● Work instructions
Nothing but the lines from the one with "Please identify the red taillight" through the final line of the entries below should be written out, each exactly as given.

● Natural language region descriptions
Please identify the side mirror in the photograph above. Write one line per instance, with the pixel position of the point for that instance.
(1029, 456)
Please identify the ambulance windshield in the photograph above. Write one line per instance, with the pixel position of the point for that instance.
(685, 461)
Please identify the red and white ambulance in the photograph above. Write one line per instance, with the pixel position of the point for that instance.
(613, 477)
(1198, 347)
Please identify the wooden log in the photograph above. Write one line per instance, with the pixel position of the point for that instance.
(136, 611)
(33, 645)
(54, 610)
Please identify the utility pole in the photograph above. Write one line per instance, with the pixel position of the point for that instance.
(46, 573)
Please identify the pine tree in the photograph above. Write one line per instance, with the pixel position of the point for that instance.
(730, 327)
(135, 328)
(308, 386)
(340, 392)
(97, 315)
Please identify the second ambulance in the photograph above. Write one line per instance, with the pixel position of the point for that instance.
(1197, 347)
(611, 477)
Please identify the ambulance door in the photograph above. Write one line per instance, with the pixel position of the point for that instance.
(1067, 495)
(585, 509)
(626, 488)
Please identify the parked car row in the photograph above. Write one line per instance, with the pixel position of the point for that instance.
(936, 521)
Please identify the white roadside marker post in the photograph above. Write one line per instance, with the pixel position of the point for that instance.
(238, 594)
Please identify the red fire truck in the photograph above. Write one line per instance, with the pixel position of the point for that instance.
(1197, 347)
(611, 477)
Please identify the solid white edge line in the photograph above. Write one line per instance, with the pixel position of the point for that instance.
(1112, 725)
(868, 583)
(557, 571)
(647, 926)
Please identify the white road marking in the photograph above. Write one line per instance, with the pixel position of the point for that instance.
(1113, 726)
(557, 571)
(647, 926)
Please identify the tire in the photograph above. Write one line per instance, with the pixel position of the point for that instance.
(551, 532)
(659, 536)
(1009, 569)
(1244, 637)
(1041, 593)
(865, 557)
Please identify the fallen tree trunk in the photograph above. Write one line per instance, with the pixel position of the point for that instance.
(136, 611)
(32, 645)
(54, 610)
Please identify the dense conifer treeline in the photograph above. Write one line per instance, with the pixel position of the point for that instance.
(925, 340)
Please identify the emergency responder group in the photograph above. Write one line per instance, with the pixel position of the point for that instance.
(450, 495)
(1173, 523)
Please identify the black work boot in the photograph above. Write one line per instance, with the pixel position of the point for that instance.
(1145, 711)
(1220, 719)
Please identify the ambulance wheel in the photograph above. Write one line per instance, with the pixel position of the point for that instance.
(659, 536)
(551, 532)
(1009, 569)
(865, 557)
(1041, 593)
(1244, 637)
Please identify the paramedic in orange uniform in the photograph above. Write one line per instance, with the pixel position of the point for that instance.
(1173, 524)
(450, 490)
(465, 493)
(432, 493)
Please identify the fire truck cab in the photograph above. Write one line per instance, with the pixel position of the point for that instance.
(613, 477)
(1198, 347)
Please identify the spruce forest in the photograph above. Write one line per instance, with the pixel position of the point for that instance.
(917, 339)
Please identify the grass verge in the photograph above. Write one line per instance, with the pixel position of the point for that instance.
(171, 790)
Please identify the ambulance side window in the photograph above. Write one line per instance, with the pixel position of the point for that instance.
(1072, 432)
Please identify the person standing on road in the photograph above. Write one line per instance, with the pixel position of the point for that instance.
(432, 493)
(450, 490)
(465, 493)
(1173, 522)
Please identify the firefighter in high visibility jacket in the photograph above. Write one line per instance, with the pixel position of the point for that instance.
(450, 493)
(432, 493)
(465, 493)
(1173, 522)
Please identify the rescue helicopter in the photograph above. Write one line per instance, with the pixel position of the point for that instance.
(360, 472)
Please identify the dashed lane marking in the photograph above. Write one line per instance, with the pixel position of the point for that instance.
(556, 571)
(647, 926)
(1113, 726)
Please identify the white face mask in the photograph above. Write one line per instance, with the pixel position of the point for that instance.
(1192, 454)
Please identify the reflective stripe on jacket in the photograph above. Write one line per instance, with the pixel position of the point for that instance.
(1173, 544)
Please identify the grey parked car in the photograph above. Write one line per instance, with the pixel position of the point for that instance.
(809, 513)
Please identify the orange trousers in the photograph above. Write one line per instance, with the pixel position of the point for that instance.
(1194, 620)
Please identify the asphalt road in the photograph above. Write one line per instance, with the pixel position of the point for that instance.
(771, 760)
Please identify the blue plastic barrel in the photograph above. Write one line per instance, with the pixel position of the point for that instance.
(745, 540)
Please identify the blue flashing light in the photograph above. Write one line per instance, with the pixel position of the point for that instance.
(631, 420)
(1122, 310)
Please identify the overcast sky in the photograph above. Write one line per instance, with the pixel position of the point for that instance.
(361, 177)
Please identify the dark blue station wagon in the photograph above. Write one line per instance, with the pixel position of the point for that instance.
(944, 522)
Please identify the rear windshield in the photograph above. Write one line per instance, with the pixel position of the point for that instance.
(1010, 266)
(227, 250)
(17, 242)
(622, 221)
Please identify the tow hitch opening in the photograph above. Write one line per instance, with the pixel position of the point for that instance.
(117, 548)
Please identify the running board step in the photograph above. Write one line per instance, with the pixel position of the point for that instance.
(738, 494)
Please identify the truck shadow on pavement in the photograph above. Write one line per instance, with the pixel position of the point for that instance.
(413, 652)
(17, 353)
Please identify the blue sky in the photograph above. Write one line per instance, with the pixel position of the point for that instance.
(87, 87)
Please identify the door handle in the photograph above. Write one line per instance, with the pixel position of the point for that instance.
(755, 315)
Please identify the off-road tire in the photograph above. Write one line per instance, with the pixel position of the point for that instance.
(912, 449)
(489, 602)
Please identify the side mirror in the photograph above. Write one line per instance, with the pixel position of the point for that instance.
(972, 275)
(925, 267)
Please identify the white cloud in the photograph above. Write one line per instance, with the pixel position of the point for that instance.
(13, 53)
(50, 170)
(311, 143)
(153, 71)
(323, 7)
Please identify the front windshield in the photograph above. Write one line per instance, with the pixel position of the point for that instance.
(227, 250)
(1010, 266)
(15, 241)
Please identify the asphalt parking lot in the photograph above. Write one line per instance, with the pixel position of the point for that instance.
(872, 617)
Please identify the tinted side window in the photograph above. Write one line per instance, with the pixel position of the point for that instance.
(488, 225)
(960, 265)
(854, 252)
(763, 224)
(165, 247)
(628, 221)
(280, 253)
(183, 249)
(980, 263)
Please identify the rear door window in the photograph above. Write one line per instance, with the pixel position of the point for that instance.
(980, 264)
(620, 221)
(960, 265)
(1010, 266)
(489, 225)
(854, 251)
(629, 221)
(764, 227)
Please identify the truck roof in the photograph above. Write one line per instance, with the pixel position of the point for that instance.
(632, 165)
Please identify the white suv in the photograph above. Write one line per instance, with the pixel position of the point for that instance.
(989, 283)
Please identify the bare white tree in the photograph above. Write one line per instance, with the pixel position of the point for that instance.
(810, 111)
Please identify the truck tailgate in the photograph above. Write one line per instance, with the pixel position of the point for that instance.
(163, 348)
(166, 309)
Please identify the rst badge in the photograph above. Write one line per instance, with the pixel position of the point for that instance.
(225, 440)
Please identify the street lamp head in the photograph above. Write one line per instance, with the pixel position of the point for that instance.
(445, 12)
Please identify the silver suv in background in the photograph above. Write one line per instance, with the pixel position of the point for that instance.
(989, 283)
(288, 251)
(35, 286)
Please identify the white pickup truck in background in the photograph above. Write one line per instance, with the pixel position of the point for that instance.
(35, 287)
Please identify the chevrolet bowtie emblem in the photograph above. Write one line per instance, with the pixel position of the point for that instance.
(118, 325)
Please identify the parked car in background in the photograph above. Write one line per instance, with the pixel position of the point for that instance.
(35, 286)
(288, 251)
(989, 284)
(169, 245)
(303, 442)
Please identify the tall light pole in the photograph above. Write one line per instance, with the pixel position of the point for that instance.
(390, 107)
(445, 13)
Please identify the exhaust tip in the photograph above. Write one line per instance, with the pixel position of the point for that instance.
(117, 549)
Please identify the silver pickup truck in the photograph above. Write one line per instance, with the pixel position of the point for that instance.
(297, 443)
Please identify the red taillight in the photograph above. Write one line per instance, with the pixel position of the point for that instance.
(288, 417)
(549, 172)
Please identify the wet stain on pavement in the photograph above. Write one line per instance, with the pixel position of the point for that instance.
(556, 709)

● Written solution
Please identify the red taillight in the photograph above. Write one line per instance, with the pixel position of the point for that instance.
(288, 417)
(549, 172)
Please identify the wet stain on pavement in the photograph above. Write one line per instance, with the pixel position of the point for that instance.
(556, 709)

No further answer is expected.